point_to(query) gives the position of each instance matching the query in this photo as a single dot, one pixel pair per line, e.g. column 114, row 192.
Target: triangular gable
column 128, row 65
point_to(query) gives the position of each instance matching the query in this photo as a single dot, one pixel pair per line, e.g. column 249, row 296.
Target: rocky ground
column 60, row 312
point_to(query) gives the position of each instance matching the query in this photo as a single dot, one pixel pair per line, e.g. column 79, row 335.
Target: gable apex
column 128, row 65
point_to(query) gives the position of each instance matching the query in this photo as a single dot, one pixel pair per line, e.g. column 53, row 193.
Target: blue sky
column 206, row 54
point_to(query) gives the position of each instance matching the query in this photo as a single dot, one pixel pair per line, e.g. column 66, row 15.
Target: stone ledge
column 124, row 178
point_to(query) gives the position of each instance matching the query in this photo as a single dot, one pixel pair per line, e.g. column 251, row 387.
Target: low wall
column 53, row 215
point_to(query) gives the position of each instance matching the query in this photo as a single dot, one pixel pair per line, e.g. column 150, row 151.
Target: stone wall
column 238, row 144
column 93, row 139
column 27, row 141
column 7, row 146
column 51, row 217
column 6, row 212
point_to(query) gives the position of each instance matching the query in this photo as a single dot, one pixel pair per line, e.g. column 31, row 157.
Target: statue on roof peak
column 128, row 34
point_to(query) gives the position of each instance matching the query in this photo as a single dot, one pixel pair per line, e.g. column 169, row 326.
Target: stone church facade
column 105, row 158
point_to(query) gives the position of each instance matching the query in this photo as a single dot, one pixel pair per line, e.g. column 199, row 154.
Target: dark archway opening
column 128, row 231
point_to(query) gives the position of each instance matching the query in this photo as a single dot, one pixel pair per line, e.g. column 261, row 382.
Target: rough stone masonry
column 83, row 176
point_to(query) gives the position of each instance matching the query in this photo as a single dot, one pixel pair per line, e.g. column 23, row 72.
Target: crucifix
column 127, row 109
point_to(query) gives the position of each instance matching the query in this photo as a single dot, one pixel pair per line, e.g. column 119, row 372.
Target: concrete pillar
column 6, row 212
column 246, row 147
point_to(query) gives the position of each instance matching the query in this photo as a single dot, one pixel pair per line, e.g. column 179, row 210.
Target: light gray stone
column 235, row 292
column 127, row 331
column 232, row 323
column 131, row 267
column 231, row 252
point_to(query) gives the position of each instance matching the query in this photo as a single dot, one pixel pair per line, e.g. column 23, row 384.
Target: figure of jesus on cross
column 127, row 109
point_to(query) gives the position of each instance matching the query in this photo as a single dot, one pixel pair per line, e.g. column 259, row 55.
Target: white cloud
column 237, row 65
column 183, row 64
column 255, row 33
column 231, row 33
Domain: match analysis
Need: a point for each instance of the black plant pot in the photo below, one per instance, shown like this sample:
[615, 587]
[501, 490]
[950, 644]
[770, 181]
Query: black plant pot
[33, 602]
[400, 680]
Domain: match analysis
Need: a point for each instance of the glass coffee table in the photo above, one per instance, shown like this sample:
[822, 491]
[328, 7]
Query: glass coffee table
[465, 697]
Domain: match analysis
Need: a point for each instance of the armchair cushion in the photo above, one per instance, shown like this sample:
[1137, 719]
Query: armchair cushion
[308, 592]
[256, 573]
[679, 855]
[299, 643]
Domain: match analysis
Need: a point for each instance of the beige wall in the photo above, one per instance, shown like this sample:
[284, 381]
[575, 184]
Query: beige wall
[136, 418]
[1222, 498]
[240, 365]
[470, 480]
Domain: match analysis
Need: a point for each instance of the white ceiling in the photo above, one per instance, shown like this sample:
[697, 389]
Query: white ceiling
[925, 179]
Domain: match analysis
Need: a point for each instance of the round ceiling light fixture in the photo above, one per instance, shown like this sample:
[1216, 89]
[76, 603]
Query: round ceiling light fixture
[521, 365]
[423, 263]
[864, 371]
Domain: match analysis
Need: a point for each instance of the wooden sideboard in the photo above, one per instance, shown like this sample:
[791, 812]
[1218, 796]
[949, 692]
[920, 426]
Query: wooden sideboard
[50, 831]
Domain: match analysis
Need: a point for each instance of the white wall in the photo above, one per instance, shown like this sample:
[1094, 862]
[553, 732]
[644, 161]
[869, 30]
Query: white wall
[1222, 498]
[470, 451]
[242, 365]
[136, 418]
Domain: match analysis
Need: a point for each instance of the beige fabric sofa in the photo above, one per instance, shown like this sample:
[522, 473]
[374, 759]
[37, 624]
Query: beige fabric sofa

■ Required task ■
Reproduce the material precisely, including every line.

■ Solved exercise ■
point_to(query) gives the position of each instance matching the query in this photo as a single dot, one pixel pair per line, e.g. column 114, row 192.
Target: triangular gable
column 128, row 65
point_to(query) gives the position of each instance matching the query in this photo as a single dot, one pixel pair per line, e.g. column 249, row 296.
Target: rocky ground
column 60, row 312
point_to(query) gives the position of each instance matching the query in this photo as a single dot, one pixel pair per line, e.g. column 79, row 335.
Target: gable apex
column 128, row 65
point_to(query) gives the position of each instance matching the query in this photo as a single dot, one pixel pair per line, e.g. column 53, row 193.
Target: blue sky
column 206, row 54
point_to(query) gives the position of each instance matching the query in this photo as a single dot, one pixel pair per line, e.g. column 66, row 15.
Target: stone ledge
column 124, row 178
point_to(query) gives the position of each instance matching the query in this photo as a single dot, one pixel pair per line, e.g. column 251, row 387.
Target: low wall
column 53, row 215
point_to(query) gives the position of each instance matching the query in this photo as a single dot, one pixel pair per line, e.g. column 150, row 151.
Target: stone wall
column 238, row 144
column 93, row 139
column 27, row 141
column 7, row 146
column 51, row 217
column 6, row 212
point_to(query) gives the position of each instance matching the query in this photo as a single dot, one pixel pair per line, e.g. column 31, row 157.
Target: statue on roof peak
column 128, row 34
point_to(query) gives the position of each instance matching the query in this photo as a single dot, one pixel pair per line, e.g. column 169, row 326.
Target: stone church facade
column 105, row 158
point_to(query) gives the position of each instance matching the query in this photo as a single dot, one pixel pair per line, e.g. column 199, row 154.
Target: dark archway opening
column 128, row 231
point_to(query) gives the position of each instance matching the query in this photo as a single dot, one pixel pair per line, e.g. column 261, row 382.
Target: rough stone masonry
column 83, row 176
point_to(query) gives the position of each instance matching the query in this photo as a single dot, one pixel pair per line, e.g. column 23, row 72.
Target: crucifix
column 127, row 109
point_to(query) gives the position of each instance matching the query in this photo as a single dot, one pixel pair per line, e.g. column 119, row 372.
Target: concrete pillar
column 6, row 212
column 246, row 147
point_to(query) gives the position of each instance matching the query in this photo as a single dot, one pixel pair per line, e.g. column 179, row 210.
Target: light gray stone
column 235, row 292
column 127, row 331
column 232, row 323
column 131, row 267
column 231, row 252
point_to(query) gives the position of each instance matching the query in this photo as a single dot, one pixel pair per line, e.g. column 23, row 384.
Target: figure of jesus on cross
column 127, row 109
point_to(query) gives the position of each instance matching the query in this photo as a single dot, one pixel pair per line, e.g. column 259, row 55.
Target: white cloud
column 237, row 65
column 183, row 64
column 255, row 33
column 231, row 33
Domain: match analysis
Need: a point for each instance of the black plant pot in the photo below, one per instance, shown like this sample:
[615, 587]
[501, 490]
[950, 644]
[770, 181]
Query: black plant pot
[33, 602]
[400, 680]
Domain: match analysis
Need: a point for each instance of the glass coffee table in the photo above, one per instance, shown like this sample:
[822, 491]
[328, 7]
Query: glass coffee table
[465, 697]
Domain: match analysis
Need: a point for each instance of the armchair cushion in the photo above, one per instance, shown like this sample:
[1137, 719]
Query: armchair cushion
[308, 592]
[256, 573]
[679, 855]
[299, 643]
Domain: match analysis
Need: a point for each instance of the beige wall in the photo above, one per instance, shown like this sample:
[284, 381]
[575, 184]
Query: beige wall
[136, 418]
[1222, 498]
[240, 365]
[470, 480]
Domain: match analysis
Need: a point for each instance of the white ceiling in the photo above, one per instance, shown like this sample:
[697, 389]
Query: white ceiling
[925, 179]
Domain: match analysis
Need: a point for each instance of the round ceiling light fixture in the photo above, one per instance, shown like this sample:
[1216, 89]
[76, 603]
Query: round ceiling light fixture
[521, 365]
[423, 263]
[864, 371]
Domain: match analysis
Need: a point for each instance of the wooden sideboard in the photo above, one per instance, shown like this sample:
[791, 812]
[1218, 796]
[949, 692]
[920, 426]
Query: wooden sideboard
[50, 831]
Domain: match analysis
Need: a point for each instance of the white wall in the photo above, one per instance, shown like this sample:
[1094, 862]
[553, 732]
[644, 161]
[869, 30]
Query: white wall
[1222, 498]
[470, 451]
[242, 365]
[136, 418]
Domain: match analysis
Need: a point for each instance of the beige fabric sofa in the photo above, one per instance, shown like this sample:
[522, 473]
[374, 759]
[37, 624]
Query: beige fabric sofa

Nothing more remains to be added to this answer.